List each line of the material below that contains the string "bark". Case matters, so uppercase and lowercase letters do not match each other.

Rows from a dataset

--------------------------------------------------

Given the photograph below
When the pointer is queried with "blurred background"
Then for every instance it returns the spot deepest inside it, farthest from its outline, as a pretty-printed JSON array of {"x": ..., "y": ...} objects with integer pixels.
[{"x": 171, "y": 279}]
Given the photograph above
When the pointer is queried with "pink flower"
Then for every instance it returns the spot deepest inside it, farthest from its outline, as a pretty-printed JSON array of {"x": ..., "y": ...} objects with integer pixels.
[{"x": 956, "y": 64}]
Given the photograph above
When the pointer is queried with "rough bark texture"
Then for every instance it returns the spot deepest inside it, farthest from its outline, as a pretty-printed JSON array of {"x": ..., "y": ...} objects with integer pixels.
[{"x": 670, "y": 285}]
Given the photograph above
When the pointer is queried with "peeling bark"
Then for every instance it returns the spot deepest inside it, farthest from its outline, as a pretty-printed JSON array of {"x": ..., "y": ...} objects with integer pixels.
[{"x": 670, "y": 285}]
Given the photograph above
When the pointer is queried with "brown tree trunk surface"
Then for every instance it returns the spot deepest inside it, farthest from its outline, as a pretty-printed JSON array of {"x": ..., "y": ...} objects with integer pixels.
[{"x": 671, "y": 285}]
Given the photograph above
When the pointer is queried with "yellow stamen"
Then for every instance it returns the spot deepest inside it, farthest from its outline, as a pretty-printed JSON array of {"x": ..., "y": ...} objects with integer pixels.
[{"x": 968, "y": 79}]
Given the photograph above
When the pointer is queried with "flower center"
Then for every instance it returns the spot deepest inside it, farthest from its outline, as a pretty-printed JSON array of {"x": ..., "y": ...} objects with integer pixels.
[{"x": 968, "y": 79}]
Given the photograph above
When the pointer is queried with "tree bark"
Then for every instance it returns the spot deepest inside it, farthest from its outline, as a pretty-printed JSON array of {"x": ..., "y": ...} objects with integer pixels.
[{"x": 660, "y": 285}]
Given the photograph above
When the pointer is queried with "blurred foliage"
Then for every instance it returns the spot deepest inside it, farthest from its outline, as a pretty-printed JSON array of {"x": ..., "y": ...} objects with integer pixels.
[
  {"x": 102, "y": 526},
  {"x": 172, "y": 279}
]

--------------------------------------------------

=== WRITTEN ANSWER ===
When the pointer is queried with "rough bark texture"
When the pointer is queried with "peeling bark"
When the pointer is queried with "tree bark"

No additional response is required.